Can you select every line in the records below that contains the word "postcard" and copy each one out? Case counts.

### INPUT RECORDS

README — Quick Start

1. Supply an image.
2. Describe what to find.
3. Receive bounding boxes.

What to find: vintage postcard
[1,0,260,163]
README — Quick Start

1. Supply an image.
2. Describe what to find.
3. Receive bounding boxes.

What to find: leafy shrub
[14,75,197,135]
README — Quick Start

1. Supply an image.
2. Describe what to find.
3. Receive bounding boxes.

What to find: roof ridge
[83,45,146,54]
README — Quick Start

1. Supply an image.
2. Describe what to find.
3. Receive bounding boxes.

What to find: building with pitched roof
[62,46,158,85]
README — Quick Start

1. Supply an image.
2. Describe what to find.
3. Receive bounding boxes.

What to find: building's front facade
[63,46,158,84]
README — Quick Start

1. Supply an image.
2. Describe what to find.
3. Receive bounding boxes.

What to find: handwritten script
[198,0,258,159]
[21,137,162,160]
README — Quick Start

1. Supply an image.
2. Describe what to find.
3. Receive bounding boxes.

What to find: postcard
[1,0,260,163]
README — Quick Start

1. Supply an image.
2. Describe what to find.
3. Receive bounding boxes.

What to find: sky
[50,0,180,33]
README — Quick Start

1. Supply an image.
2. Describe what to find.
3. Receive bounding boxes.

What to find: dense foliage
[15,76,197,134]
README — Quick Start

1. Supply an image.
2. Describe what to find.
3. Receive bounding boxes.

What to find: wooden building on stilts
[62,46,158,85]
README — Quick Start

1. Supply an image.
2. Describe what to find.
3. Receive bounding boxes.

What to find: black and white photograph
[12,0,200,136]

######
### INPUT RECORDS

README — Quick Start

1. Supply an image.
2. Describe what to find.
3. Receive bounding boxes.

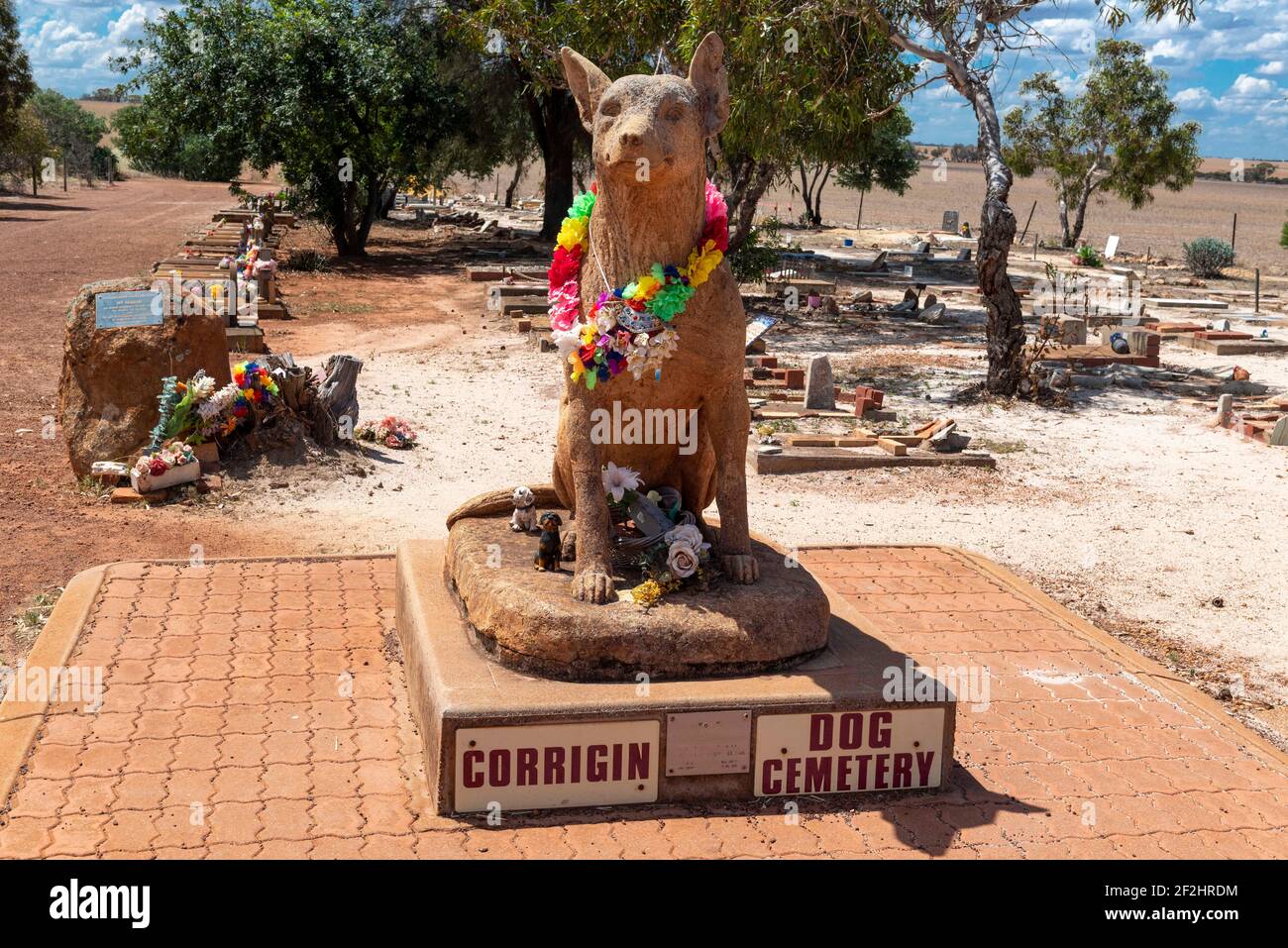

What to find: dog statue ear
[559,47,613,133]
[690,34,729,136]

######

*EXERCISE RESPONSE:*
What to find: vintage postcard
What to find: postcard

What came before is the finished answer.